Supplied data

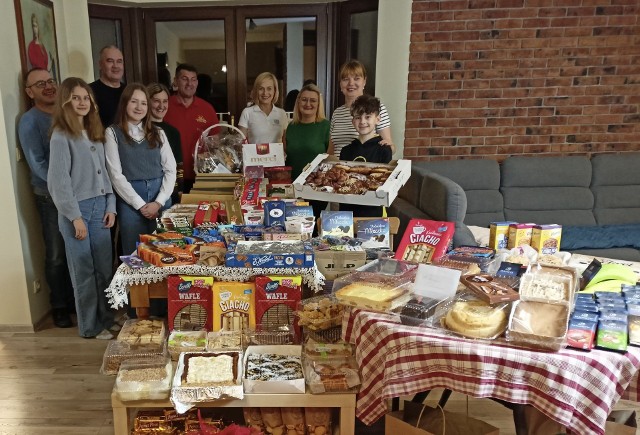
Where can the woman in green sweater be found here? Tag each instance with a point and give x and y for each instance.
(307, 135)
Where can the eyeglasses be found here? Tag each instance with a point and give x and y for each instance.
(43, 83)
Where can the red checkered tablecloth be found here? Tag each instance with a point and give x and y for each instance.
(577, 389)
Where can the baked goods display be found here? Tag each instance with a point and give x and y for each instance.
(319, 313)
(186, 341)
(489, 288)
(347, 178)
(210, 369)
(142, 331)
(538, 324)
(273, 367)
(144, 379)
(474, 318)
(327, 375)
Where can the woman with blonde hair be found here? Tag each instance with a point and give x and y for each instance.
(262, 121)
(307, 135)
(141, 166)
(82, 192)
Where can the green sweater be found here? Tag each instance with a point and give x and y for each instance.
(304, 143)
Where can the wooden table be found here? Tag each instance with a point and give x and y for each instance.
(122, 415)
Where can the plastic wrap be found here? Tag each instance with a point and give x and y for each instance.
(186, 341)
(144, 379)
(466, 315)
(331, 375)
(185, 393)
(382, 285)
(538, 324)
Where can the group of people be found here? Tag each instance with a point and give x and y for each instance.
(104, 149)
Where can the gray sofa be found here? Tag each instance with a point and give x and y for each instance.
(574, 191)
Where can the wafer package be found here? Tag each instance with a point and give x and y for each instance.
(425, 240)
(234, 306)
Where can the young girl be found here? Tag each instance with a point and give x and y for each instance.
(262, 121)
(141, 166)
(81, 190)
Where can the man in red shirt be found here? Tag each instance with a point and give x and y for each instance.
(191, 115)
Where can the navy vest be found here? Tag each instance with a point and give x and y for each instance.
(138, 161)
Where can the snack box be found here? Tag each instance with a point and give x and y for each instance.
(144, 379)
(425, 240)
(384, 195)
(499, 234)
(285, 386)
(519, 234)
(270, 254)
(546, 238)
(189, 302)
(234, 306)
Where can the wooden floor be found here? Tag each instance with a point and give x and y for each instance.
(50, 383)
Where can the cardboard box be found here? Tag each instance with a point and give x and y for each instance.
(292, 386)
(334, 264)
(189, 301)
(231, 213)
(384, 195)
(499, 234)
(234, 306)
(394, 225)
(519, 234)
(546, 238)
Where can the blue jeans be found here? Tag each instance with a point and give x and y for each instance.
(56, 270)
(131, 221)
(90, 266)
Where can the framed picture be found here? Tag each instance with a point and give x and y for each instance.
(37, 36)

==

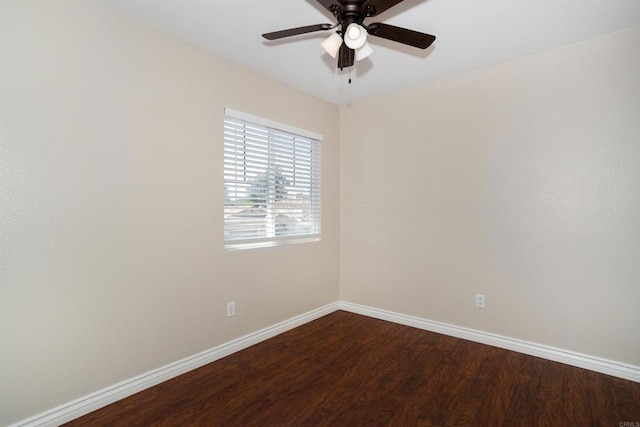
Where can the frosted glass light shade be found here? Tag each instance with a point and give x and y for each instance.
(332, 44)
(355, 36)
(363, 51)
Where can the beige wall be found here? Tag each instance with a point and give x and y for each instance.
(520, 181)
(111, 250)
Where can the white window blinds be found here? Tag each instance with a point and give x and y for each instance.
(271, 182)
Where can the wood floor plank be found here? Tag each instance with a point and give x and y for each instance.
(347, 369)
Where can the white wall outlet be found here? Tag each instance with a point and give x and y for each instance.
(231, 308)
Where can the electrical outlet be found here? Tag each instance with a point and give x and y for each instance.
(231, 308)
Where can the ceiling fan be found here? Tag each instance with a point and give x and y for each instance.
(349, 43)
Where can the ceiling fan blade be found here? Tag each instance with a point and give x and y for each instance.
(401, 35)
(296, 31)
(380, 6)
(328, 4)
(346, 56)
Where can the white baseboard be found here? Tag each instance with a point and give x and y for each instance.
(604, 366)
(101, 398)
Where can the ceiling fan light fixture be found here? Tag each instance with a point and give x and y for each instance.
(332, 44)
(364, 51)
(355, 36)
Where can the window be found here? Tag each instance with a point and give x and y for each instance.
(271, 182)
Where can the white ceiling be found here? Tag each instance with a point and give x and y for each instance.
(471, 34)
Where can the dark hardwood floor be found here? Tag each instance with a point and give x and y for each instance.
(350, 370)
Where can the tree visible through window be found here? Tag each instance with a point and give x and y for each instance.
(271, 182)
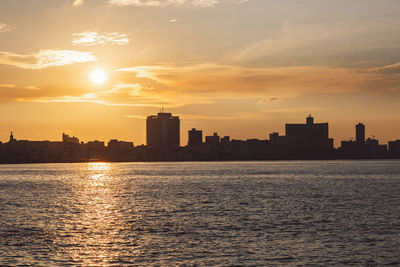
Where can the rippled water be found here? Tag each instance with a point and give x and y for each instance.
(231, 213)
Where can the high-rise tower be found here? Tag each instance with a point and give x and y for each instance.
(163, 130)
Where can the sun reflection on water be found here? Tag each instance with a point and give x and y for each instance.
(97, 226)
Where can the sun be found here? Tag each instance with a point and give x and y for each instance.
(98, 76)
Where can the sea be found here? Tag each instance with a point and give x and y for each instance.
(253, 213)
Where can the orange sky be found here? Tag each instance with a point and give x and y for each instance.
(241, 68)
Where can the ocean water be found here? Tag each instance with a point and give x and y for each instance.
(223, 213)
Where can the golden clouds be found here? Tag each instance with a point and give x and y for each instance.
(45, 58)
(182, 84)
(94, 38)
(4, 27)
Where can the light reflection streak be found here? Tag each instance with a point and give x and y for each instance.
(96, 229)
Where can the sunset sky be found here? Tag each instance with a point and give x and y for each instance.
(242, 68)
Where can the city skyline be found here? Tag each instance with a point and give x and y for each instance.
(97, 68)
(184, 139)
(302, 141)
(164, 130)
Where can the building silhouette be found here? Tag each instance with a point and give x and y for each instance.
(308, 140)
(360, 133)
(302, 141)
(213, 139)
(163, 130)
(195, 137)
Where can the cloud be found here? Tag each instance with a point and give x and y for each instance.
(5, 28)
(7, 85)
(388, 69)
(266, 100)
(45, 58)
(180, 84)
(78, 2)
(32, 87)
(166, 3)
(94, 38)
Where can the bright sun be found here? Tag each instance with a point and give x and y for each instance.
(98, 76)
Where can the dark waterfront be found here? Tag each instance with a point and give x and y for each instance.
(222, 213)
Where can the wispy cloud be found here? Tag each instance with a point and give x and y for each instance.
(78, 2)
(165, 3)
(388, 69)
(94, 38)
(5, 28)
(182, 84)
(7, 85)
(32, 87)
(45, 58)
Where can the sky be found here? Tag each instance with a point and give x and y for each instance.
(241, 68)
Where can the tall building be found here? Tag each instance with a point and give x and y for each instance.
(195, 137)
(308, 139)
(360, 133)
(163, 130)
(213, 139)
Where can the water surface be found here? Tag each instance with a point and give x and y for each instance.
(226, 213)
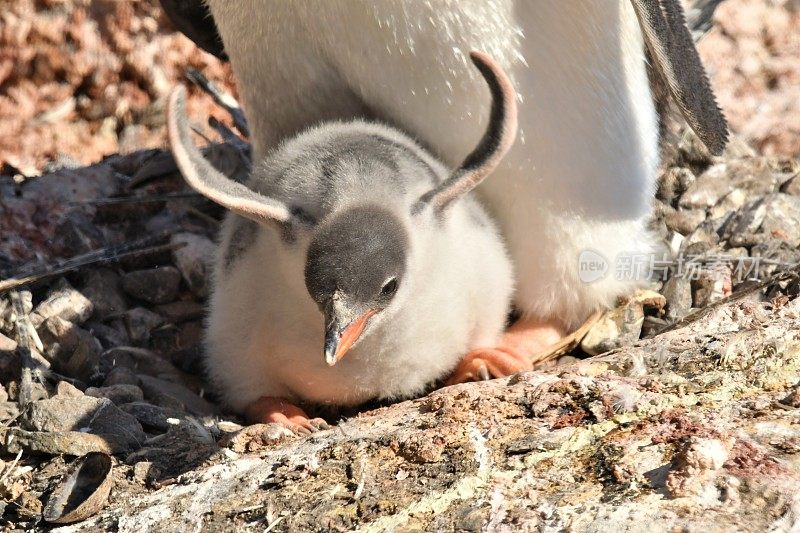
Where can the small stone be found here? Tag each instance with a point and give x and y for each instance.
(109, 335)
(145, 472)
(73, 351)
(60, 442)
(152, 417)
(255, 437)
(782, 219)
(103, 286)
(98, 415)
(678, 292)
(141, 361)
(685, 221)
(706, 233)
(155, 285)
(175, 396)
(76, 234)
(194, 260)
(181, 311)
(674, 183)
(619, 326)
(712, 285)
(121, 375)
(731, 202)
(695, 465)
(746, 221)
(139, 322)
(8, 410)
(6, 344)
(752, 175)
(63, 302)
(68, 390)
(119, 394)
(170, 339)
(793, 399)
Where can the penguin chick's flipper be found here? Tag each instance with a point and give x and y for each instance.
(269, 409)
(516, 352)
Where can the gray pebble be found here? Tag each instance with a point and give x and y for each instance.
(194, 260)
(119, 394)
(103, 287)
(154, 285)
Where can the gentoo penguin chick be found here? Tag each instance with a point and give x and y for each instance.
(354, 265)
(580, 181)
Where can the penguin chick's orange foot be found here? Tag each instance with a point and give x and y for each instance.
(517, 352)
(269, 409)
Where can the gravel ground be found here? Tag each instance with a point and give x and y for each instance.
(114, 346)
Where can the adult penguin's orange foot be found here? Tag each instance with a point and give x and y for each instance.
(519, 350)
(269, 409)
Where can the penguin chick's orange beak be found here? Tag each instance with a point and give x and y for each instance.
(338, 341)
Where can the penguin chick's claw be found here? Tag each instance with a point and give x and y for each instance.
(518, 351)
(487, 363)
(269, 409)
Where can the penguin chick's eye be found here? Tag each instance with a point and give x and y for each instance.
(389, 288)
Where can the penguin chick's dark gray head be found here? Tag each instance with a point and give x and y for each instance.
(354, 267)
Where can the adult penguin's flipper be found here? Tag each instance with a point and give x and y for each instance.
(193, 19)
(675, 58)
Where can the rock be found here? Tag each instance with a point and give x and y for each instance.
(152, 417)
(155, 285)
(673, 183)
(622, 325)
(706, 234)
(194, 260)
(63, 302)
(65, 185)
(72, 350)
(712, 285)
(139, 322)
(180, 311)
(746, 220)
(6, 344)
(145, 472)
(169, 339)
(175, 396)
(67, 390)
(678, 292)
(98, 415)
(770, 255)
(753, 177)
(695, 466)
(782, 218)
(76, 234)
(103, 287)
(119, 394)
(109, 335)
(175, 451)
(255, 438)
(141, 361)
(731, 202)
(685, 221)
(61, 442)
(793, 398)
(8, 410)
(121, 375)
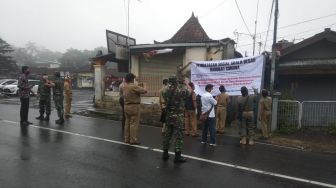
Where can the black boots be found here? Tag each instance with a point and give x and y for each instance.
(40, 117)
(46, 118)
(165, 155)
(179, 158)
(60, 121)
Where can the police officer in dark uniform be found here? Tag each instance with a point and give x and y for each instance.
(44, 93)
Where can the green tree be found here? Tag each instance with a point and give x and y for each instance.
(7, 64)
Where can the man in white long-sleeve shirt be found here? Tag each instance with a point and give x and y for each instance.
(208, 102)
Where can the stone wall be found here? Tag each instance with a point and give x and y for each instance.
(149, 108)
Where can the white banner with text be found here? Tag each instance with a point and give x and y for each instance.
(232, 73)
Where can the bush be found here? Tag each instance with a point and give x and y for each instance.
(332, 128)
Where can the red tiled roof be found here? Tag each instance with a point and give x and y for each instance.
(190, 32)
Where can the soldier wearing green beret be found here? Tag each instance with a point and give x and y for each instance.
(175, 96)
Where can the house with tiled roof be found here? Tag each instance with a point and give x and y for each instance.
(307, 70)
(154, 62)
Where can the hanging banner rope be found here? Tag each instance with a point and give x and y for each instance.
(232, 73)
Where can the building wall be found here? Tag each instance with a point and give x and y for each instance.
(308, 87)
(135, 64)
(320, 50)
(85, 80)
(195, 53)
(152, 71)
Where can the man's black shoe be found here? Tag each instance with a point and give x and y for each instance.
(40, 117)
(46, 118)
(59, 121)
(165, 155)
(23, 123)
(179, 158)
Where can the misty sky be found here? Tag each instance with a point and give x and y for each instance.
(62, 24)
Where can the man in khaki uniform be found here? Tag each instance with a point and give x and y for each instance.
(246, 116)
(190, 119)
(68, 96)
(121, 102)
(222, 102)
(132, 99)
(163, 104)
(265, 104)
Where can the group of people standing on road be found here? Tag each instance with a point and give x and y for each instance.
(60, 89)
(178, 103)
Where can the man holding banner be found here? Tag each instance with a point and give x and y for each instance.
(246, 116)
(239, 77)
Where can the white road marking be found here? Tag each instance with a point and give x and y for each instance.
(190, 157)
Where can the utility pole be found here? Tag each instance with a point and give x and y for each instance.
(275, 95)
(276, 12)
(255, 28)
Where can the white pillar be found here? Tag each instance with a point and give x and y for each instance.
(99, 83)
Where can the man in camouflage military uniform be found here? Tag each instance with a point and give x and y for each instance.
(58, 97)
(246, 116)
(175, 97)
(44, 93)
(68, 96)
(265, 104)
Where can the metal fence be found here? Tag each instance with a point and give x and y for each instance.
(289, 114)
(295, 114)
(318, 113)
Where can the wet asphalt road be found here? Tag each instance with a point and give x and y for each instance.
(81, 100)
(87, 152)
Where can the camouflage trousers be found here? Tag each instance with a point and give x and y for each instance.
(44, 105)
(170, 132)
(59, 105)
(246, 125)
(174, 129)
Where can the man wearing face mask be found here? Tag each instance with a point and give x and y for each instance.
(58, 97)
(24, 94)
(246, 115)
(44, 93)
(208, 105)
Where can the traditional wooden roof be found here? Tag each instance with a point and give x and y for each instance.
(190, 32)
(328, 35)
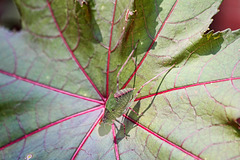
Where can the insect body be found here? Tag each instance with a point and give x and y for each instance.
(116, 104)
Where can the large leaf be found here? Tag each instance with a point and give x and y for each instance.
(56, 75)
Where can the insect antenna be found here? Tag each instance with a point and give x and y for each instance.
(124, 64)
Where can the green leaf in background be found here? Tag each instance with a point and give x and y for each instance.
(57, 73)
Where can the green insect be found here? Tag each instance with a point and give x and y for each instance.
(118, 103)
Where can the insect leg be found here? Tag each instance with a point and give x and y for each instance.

--

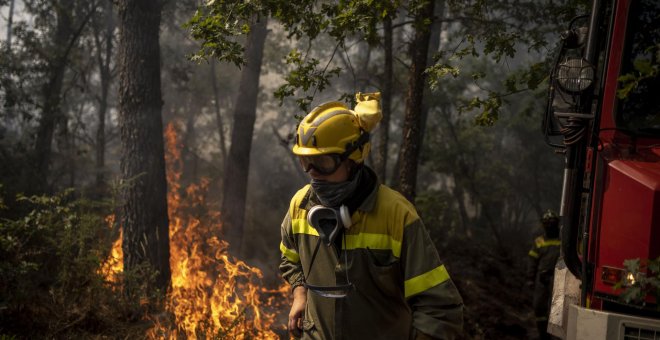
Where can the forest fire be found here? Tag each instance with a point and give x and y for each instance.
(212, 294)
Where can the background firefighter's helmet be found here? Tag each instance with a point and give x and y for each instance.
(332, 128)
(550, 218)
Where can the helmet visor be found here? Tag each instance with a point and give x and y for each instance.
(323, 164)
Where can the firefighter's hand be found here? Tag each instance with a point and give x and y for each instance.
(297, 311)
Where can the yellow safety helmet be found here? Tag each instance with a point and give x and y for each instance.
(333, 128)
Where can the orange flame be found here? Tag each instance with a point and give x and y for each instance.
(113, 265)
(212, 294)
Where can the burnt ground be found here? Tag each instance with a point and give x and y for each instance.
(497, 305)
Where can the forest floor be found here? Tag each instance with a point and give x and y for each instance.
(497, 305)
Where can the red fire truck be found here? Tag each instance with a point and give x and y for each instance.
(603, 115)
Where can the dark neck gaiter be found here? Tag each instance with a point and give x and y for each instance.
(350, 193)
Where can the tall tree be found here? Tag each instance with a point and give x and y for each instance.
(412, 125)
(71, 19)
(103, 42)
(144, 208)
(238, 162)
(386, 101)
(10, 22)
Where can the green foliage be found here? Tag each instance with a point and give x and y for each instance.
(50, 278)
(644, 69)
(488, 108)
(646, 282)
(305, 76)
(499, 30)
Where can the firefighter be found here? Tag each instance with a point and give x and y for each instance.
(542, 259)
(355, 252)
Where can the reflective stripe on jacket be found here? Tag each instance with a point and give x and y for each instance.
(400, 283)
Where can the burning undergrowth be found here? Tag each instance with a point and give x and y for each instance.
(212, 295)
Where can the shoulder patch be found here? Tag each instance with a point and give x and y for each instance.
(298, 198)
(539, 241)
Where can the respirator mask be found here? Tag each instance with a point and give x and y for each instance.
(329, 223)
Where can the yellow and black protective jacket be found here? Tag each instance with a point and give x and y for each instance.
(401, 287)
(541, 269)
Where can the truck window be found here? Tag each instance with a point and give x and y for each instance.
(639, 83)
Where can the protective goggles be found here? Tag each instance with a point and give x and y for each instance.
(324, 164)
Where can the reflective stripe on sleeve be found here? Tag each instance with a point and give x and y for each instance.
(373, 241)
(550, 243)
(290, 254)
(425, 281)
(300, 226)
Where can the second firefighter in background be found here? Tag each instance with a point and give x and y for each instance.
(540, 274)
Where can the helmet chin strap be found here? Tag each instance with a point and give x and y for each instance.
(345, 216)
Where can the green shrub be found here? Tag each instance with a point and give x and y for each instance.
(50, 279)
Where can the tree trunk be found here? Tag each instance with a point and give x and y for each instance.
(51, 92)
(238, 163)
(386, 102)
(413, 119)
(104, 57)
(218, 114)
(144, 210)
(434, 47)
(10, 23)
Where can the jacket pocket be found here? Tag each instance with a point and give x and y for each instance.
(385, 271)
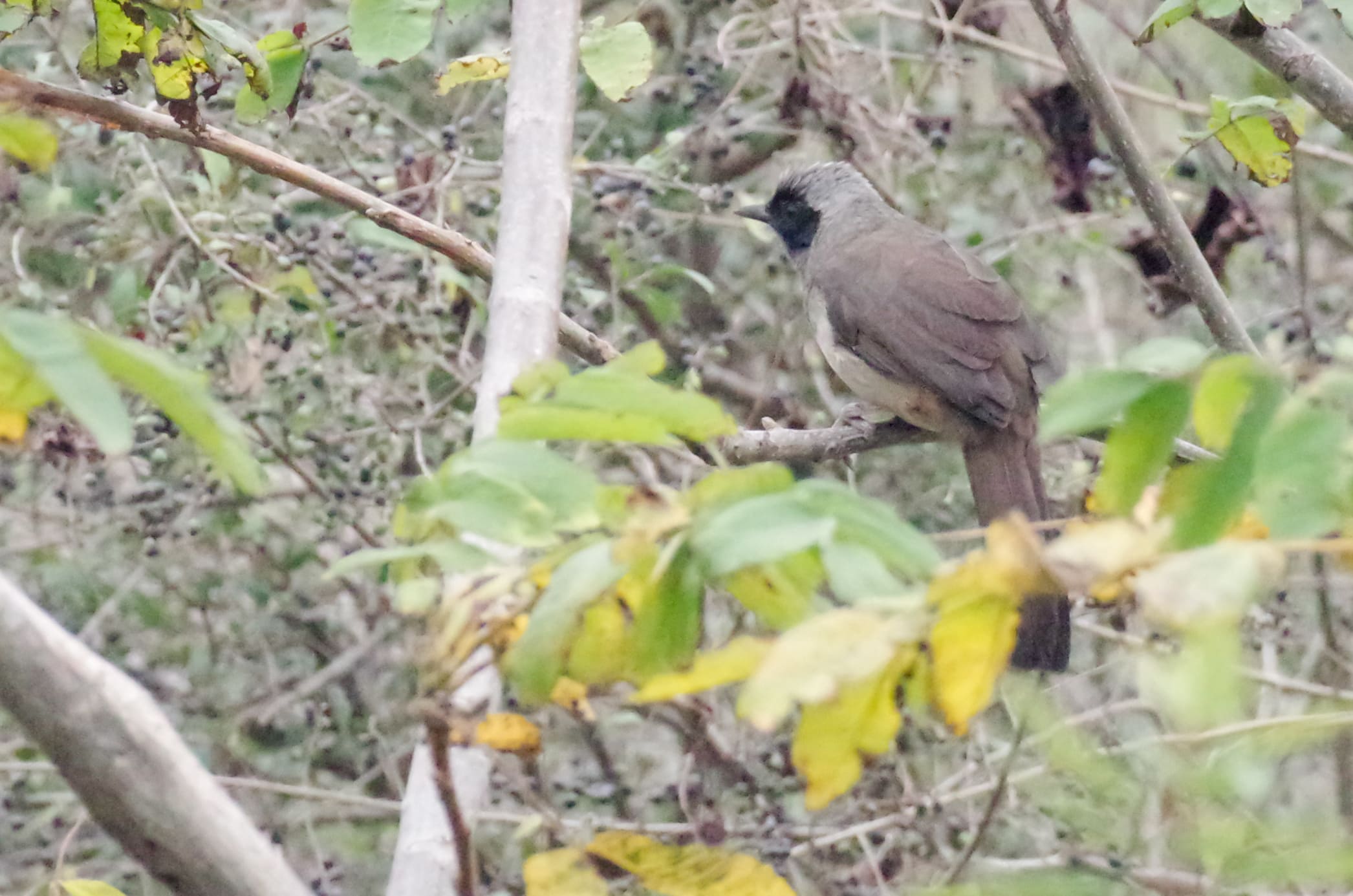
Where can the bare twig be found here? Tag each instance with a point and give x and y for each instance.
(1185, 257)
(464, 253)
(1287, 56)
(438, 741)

Work request
Word for word, retype the lines in the entries above that run from the one with "Where can the traditional" through the one with "Where can the insect leg". Both ends count; pictures do not.

Expected output
Where can the traditional wooden roof be found here? Tag each instance with a point and give x and y for each instance.
(190, 32)
(328, 35)
Where can the insect body be found here? Tag each instance with a point and give x and y for each instance.
(116, 104)
Where can the large leaf be found here? Tag each instance with a point and give x and y for each instance.
(56, 75)
Where can the insect antenna be found here? Tag each instance with a point and give x and y for each instance.
(124, 64)
Where can the green leaf in background be found here? Tag each instance with a point and give x and y for each instance.
(57, 73)
Where can the green insect be found here? Tag each instance with a point and give x and y for each instance.
(118, 103)
Where can the insect leg be found here? Tag each instance with a point and give x and y for each instance.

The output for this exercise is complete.